= Document =
************
Earlier, we noted how hard it was to innovate on the desktop runtime. Deeply integrating a feature like this would just never fly there, because the Windows key would tell us it's too risky and the wins simply aren't worth it. We're not doing Span of now because we just thought of this. I actually started working in Span about six or seven years ago. Even then, we had the data. We knew what this was going to do for our framework, but we just couldn't justify the risk. But now that we have CoreCLR, we can innovate and we can take on these bigger projects. It was one of the most natural choices for us to do initially and we've had great benefit out of it.

So I've talked a lot about how much code can clean up and how much simpler things can get when we have Span. I think it's really hard to get that across without showing a demonstration of that. I'm going to take a laptop. Hopefully, I don't disconnect everything when I'm walking because I can't see the screen. This is a change where we're taking String.Equals, and this is how String.Equals used to be written, which is essentially loads of unsafe code. You can see a bit of loop enrolling, some ham loop unrolling there. There's lots of scary pointer math down there. We have some if defs for 32 bit and 64 bit platforms.
************
= Entries =

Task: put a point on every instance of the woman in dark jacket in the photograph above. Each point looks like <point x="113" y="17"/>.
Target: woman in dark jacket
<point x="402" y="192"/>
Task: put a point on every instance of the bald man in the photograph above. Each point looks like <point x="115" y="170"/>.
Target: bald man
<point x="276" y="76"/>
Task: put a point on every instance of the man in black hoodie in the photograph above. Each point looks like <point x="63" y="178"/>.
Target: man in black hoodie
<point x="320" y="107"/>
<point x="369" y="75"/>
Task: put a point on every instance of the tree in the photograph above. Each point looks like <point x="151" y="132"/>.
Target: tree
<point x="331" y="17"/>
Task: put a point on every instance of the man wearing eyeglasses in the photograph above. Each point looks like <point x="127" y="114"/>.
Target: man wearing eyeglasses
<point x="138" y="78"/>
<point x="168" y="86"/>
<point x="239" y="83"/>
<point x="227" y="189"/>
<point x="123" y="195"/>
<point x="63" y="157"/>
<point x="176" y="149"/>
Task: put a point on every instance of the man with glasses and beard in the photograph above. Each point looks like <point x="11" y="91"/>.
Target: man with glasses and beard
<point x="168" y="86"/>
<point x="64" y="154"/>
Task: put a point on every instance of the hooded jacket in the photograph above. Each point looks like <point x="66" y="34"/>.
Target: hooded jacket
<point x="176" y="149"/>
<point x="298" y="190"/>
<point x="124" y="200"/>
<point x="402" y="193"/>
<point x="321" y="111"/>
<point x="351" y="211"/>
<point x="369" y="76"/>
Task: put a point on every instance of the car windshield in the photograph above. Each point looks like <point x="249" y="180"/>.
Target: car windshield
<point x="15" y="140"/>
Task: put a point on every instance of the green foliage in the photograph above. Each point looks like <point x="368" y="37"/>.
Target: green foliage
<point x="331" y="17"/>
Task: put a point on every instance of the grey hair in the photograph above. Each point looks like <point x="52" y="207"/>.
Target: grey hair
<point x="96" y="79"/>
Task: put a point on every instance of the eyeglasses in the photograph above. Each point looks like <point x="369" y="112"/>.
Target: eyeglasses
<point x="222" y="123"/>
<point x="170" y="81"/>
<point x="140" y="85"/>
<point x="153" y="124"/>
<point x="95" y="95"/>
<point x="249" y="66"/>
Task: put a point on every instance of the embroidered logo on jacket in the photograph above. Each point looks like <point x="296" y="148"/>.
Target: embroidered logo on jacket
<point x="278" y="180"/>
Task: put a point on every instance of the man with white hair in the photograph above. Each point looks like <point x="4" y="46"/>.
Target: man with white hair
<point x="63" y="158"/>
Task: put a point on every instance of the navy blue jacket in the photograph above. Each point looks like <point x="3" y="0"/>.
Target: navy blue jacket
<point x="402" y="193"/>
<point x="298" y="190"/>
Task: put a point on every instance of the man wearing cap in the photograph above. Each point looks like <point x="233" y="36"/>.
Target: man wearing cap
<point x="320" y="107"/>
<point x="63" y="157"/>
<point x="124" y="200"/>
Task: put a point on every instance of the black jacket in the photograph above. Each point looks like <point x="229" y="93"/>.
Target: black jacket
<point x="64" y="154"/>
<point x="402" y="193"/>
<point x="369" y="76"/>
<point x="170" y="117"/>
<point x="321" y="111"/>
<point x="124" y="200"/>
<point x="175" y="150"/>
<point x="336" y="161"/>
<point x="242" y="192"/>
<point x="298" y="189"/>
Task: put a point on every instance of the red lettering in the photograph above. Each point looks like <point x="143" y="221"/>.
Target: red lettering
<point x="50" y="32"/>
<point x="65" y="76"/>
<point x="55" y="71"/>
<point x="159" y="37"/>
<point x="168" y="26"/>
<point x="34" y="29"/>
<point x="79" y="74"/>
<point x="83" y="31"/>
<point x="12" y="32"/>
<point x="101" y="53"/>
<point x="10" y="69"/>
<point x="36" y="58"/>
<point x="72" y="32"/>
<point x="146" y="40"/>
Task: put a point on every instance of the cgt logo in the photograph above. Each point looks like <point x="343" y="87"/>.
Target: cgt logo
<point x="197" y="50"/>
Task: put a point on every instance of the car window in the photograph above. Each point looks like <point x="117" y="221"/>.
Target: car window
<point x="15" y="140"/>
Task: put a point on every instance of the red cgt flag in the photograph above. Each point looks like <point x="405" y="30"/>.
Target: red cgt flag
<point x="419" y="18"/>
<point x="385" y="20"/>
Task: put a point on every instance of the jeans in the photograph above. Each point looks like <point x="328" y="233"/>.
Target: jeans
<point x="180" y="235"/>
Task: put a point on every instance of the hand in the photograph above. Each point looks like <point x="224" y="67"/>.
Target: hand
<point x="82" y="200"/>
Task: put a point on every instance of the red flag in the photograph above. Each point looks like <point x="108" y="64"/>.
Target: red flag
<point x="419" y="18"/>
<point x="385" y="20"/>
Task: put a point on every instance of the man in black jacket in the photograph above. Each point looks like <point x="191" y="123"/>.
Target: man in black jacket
************
= Short exercise 1 =
According to the talk, roughly how long ago did the speaker start working on Span?
= Short exercise 2 =
Report every line of the rows that contains the word "eyeglasses", with case counting.

= Task answer 1 =
About six or seven years ago.

= Task answer 2 =
Task: put a point on every instance of the man wearing eyeglasses in the photograph above. Each point looks like <point x="127" y="114"/>.
Target: man wearing eyeglasses
Task: put a point on every instance of the eyeglasses in the photograph above. Each point looks like <point x="369" y="112"/>.
Target: eyeglasses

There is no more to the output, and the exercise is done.